===== RECORDS SHOWN

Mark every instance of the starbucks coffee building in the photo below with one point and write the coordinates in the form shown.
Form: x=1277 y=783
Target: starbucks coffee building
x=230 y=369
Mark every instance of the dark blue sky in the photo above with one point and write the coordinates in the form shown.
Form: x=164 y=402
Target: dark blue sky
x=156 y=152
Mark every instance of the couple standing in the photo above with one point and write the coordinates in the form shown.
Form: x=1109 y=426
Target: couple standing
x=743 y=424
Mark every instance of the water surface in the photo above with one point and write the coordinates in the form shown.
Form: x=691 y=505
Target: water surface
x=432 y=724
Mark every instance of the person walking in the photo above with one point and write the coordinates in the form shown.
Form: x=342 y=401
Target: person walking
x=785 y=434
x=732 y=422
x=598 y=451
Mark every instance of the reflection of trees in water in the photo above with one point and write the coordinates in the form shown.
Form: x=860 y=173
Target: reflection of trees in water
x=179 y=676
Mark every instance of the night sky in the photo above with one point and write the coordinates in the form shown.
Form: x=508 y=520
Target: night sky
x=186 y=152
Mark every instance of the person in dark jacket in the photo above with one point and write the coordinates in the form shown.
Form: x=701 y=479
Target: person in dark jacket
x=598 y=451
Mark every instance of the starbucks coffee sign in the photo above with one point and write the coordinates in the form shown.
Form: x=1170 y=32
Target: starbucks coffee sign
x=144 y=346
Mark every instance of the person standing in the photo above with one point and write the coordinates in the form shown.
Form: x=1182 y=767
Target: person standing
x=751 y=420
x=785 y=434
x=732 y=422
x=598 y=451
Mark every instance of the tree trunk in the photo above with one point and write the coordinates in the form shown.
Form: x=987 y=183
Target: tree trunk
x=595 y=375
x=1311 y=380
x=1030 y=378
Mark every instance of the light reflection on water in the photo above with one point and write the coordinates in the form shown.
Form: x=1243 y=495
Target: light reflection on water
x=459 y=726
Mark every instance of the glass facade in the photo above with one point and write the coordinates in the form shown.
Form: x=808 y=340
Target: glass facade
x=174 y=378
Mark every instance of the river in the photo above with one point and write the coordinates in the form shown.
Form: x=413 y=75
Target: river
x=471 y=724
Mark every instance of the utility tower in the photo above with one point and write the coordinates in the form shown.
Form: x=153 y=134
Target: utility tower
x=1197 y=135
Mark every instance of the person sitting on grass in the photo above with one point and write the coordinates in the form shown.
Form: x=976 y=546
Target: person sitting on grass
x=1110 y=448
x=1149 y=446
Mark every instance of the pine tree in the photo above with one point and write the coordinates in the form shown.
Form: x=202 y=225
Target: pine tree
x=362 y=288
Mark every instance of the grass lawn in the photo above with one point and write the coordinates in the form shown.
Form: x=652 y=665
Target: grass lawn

==========
===== RECORDS SHOWN

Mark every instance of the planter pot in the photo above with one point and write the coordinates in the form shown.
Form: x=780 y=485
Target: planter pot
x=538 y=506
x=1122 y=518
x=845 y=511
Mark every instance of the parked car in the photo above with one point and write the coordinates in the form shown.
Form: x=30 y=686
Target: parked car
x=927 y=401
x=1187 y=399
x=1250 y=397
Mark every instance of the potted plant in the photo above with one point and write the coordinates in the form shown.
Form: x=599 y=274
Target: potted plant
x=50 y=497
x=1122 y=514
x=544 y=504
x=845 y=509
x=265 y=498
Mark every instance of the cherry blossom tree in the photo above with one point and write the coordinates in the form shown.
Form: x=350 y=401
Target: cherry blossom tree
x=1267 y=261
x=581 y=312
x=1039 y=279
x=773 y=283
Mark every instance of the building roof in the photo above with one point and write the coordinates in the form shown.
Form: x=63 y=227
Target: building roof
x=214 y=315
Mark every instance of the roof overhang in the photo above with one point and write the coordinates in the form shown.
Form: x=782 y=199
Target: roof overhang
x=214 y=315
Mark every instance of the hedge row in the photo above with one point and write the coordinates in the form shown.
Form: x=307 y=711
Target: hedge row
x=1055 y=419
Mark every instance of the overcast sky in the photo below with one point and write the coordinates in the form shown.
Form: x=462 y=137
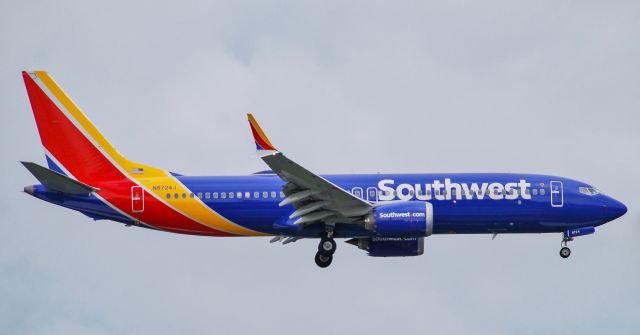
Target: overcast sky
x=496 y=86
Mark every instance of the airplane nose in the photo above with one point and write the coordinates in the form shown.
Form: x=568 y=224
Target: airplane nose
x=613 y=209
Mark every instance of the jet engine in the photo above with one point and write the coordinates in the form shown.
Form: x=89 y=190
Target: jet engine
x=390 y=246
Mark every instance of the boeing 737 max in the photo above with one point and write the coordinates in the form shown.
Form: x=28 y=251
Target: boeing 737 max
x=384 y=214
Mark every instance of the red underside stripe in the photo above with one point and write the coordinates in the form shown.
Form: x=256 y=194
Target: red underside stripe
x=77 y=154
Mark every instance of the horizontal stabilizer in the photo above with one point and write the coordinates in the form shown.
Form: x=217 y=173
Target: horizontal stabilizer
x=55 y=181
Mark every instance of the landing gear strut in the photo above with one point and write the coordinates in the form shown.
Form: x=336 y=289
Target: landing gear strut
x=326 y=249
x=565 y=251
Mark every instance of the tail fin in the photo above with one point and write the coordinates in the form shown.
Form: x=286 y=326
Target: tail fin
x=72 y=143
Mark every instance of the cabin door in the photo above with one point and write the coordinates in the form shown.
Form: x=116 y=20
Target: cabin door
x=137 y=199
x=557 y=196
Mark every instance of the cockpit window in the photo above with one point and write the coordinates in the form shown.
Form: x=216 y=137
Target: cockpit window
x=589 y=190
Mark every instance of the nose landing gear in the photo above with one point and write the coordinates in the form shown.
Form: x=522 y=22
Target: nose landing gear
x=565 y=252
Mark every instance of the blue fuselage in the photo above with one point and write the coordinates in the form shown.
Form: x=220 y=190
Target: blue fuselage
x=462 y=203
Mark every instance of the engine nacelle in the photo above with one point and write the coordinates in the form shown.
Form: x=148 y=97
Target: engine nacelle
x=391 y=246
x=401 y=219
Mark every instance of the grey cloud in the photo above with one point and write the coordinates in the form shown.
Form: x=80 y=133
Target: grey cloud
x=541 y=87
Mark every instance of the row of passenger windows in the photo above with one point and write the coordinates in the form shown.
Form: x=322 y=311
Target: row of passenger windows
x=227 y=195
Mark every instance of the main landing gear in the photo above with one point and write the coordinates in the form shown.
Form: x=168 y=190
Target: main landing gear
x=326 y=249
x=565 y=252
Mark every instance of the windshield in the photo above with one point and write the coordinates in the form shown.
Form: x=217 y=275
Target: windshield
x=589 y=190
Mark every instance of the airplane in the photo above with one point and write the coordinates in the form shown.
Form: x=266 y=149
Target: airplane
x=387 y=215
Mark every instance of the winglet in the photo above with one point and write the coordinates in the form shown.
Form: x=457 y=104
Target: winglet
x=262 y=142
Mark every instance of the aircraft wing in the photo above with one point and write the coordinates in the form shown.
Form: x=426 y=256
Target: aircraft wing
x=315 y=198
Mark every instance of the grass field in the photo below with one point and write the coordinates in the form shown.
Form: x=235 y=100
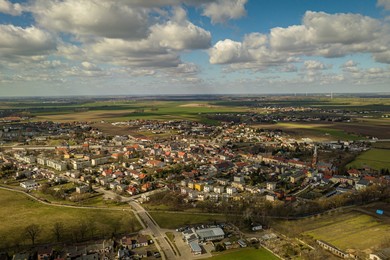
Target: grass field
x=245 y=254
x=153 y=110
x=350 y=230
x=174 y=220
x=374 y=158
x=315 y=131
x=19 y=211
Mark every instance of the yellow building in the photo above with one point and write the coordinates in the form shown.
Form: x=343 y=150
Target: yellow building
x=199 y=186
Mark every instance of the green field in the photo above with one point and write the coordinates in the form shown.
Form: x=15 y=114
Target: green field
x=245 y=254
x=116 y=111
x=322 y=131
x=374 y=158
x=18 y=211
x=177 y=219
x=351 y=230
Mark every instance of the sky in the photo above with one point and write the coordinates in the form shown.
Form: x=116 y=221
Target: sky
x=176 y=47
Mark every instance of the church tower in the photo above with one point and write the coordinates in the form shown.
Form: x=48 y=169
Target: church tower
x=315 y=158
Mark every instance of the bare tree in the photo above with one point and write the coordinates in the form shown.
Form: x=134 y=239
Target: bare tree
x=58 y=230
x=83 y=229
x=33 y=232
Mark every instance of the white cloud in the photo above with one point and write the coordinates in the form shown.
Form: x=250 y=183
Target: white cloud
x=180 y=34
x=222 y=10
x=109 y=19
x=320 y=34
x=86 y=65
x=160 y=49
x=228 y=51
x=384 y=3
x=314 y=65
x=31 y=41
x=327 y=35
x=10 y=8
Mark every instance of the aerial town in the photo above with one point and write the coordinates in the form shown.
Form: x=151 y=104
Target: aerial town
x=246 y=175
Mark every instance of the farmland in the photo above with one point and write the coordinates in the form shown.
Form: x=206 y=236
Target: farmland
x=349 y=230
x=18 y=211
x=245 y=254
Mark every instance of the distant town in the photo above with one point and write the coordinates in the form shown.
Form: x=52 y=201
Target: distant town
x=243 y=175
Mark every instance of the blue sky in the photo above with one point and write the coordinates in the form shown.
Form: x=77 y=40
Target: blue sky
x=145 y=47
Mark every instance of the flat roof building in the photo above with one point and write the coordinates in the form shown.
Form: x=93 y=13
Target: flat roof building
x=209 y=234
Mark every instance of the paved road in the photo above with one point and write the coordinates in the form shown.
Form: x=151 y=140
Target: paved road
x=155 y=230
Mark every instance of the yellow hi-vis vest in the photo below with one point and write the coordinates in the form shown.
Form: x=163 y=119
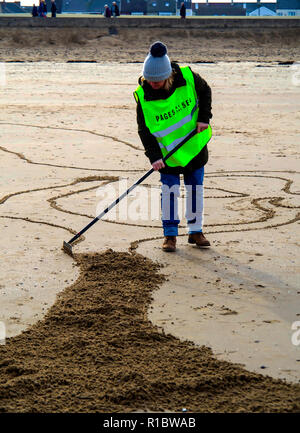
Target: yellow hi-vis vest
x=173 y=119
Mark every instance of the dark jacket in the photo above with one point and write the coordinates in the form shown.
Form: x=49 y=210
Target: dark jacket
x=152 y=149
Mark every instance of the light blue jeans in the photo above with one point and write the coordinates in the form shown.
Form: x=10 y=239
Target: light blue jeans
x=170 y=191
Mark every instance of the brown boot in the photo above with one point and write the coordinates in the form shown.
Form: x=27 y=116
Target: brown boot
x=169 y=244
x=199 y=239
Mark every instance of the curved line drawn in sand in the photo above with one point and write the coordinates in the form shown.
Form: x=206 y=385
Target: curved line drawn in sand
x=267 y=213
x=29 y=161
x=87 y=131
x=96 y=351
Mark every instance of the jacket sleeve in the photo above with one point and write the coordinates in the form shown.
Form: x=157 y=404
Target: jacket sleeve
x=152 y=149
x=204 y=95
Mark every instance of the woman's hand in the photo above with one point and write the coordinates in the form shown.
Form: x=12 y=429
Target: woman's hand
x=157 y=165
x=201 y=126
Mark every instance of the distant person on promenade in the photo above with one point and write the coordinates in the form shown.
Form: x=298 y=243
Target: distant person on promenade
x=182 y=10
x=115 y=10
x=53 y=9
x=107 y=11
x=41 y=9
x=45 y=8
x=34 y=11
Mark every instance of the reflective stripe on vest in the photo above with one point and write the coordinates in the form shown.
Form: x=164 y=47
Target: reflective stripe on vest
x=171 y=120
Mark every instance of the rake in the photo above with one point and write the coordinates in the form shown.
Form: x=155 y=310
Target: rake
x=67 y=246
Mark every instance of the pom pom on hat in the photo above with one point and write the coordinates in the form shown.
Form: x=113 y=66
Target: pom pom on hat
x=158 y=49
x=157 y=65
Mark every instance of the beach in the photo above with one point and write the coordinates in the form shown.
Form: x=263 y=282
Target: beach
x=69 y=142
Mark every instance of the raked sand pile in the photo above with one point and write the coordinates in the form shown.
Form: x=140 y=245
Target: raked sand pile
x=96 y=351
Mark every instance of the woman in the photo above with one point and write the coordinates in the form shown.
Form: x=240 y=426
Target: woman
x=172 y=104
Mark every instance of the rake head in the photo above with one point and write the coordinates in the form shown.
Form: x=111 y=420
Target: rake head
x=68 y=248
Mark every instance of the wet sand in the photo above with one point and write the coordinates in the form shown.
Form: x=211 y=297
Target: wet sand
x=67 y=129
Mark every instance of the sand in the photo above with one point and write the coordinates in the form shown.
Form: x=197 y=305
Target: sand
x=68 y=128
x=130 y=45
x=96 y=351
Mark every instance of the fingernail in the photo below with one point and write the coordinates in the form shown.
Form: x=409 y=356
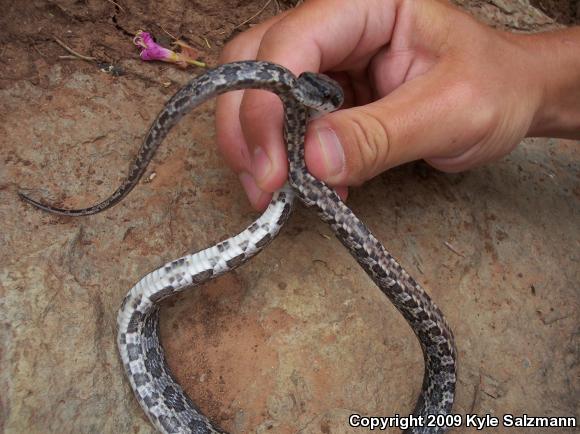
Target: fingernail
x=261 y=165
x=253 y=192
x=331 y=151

==========

§ **REQUIRED WORK**
Copy the material above verbatim from the line with "Mark every instance of the fingernail" to the line with "x=331 y=151", including both of those lines. Omit any pictures from your copy.

§ **EXERCISE RESULT**
Mark every instance of the fingernail in the photo below with one point and write the coordinates in the form shown.
Form: x=409 y=356
Target: fingernail
x=261 y=165
x=253 y=192
x=331 y=151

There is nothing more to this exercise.